Your goal:
Show every line of the listing below that contains the string "blurred", matching case exactly.

Data for this exercise:

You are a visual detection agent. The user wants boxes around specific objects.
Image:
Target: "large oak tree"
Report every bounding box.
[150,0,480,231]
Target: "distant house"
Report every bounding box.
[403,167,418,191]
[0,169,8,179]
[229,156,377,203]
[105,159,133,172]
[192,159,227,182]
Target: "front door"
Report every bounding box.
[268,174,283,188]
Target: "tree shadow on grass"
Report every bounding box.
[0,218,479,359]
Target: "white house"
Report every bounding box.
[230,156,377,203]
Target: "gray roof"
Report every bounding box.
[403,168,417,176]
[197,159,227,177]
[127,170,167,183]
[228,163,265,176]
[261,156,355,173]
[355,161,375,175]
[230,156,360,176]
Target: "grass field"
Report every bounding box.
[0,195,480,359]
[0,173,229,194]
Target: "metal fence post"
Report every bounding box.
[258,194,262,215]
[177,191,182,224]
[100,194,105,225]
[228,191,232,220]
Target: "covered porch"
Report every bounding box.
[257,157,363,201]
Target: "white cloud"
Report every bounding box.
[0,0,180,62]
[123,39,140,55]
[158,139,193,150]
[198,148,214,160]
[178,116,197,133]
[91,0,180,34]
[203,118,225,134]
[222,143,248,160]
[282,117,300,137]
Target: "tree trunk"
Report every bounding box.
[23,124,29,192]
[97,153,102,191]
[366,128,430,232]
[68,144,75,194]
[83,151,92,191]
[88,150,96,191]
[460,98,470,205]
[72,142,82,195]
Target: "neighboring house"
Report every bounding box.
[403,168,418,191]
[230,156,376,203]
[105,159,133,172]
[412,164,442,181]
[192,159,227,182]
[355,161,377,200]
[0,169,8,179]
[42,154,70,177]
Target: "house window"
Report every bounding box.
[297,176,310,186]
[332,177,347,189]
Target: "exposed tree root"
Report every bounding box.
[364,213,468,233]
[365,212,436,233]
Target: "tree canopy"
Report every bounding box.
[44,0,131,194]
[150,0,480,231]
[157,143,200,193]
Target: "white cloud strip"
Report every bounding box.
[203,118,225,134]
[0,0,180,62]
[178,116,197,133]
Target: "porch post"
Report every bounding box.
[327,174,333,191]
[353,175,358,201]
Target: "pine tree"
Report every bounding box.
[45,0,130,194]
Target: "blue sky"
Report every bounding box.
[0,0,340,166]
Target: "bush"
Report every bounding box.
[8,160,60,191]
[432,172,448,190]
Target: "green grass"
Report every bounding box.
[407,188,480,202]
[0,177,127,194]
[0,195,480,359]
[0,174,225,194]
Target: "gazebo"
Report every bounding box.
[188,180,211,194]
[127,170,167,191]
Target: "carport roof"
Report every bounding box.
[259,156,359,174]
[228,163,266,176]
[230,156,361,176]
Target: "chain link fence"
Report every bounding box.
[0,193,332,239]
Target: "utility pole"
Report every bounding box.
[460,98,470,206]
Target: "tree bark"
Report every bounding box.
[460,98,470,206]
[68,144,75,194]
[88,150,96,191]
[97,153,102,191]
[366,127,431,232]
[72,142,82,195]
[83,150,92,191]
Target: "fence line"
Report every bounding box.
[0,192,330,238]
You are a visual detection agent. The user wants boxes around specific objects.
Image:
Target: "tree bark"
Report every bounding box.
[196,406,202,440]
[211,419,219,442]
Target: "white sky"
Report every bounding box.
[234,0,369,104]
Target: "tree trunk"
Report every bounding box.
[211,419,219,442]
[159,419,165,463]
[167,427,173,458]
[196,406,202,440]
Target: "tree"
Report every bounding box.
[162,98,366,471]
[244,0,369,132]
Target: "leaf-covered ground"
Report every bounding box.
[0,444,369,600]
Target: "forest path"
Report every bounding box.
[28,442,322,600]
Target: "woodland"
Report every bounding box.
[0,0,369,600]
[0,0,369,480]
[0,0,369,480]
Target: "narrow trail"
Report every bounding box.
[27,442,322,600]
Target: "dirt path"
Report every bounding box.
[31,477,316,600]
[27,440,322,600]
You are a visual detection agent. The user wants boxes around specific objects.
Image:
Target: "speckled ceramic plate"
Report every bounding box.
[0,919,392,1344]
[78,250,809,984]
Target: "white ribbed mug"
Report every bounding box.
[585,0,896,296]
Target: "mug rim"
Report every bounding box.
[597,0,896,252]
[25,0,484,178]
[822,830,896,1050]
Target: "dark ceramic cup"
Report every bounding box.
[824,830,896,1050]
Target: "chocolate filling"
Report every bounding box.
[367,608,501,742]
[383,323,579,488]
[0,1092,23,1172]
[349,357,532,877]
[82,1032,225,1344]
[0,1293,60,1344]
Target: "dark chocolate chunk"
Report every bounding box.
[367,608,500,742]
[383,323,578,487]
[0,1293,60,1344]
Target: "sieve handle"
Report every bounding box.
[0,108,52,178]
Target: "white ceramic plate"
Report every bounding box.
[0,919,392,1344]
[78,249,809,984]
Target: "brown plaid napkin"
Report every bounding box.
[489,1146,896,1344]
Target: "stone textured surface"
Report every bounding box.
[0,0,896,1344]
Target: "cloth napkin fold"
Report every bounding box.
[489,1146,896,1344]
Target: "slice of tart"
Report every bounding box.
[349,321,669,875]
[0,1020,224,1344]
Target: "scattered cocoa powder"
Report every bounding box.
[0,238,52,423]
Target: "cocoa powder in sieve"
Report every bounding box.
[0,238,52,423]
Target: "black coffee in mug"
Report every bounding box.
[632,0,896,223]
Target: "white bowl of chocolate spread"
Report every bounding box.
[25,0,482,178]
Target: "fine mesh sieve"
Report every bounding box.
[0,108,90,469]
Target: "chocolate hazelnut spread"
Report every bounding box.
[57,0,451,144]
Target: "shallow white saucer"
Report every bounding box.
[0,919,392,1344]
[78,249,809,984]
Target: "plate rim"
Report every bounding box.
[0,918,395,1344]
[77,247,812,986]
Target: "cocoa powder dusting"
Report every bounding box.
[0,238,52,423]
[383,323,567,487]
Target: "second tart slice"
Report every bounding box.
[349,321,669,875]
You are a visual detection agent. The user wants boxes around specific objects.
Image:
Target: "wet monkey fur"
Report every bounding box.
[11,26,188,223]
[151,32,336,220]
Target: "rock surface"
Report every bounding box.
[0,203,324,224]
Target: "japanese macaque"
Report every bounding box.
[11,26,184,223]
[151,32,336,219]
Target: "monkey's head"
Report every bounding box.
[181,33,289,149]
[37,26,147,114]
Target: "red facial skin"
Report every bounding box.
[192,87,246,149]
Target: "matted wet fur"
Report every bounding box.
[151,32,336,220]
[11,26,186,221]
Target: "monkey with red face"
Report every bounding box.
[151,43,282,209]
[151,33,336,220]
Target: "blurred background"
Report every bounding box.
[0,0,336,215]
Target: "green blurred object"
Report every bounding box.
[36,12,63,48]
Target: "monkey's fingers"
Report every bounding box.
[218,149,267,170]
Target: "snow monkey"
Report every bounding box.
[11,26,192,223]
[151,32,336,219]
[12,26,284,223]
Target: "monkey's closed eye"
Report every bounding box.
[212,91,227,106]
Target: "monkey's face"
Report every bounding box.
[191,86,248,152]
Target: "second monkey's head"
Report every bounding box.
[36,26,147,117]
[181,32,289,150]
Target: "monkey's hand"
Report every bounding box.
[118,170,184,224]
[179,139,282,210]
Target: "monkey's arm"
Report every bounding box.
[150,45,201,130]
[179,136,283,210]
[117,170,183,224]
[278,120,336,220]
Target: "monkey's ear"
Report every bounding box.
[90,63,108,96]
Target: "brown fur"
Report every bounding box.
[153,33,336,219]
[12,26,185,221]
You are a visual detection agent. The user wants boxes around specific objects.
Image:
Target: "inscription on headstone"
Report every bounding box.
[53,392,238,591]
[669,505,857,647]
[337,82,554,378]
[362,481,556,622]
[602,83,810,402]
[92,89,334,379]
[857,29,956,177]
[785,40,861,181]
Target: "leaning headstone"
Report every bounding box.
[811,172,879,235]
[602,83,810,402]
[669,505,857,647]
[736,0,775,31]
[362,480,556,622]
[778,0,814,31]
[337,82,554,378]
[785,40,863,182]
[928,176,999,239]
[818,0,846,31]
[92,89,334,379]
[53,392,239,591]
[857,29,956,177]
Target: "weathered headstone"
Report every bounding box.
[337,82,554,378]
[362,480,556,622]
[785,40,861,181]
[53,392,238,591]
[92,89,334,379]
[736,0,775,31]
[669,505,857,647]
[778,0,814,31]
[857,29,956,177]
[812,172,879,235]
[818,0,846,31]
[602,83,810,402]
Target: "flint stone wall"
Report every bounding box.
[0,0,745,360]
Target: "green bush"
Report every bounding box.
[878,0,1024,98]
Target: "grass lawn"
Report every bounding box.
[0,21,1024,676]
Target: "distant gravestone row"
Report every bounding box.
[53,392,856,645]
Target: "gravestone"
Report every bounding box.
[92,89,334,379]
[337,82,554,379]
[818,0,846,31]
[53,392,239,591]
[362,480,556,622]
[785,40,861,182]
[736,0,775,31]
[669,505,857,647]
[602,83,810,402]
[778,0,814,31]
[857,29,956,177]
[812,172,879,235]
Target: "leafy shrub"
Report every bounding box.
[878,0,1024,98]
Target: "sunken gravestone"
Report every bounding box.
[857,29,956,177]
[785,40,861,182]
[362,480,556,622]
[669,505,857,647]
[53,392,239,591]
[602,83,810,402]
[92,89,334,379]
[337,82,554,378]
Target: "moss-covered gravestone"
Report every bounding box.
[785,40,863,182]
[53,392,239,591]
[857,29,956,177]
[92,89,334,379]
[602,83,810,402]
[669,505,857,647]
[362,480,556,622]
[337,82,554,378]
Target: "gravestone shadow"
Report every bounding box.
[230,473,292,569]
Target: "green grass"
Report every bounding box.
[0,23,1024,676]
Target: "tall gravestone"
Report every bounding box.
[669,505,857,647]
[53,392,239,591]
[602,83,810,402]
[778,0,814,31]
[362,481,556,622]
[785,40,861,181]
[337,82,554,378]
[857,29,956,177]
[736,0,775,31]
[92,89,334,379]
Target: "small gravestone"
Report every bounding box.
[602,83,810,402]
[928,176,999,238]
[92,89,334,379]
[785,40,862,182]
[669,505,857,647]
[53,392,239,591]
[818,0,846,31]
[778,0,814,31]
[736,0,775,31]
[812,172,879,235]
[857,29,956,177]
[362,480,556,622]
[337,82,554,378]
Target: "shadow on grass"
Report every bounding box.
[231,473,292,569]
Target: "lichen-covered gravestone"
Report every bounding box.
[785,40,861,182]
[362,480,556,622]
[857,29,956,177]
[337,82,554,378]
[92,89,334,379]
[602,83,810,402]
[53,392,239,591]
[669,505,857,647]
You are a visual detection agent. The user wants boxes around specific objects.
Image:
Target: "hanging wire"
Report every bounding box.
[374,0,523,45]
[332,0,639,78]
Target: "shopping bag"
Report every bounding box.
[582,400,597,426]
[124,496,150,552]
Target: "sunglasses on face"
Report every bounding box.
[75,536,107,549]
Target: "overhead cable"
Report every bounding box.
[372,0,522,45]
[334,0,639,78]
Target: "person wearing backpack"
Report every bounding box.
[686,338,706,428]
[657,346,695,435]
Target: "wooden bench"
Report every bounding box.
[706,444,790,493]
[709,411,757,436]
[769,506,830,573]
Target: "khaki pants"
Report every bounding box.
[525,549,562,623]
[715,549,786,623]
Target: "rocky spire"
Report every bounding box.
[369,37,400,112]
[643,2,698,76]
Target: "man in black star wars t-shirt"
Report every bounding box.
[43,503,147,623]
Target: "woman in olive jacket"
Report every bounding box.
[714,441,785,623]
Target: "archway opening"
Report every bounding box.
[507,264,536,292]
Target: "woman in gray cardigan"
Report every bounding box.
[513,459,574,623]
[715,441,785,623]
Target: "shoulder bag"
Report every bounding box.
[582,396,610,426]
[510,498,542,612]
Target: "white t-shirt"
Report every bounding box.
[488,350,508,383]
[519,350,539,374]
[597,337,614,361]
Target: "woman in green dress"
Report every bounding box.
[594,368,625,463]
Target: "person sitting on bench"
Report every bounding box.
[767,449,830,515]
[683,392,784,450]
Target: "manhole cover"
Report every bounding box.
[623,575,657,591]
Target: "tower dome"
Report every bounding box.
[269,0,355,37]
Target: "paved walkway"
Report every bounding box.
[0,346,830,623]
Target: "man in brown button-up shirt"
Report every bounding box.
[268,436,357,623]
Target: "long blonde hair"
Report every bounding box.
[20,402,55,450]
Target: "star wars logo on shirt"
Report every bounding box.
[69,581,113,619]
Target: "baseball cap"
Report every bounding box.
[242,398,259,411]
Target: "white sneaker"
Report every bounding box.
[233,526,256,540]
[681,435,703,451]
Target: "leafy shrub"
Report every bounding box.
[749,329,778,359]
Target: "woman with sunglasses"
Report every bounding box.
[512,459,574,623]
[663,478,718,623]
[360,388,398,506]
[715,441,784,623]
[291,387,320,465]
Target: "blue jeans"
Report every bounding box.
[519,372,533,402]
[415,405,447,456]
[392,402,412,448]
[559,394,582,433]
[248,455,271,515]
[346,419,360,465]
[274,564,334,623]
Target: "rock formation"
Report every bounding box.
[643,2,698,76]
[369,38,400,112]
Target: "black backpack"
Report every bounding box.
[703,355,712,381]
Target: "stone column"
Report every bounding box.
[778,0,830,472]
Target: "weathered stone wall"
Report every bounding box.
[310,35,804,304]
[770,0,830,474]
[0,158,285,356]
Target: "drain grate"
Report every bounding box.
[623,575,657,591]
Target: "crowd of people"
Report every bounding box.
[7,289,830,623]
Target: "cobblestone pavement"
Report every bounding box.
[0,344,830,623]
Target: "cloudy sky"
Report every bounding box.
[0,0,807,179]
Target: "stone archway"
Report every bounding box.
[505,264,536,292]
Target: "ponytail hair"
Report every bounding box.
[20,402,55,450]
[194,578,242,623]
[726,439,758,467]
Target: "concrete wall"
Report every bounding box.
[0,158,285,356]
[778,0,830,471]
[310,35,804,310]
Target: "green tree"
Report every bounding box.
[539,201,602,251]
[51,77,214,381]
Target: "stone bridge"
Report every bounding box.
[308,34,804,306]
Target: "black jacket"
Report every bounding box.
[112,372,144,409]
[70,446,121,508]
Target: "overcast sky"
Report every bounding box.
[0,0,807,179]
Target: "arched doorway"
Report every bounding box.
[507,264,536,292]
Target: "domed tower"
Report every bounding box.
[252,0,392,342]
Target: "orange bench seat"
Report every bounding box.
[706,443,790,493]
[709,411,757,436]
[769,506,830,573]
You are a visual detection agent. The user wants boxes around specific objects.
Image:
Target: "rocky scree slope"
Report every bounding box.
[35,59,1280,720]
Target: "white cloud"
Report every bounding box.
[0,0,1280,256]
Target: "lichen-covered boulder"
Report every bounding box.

Task response:
Target: "blurred background"
Target: "green blurred object"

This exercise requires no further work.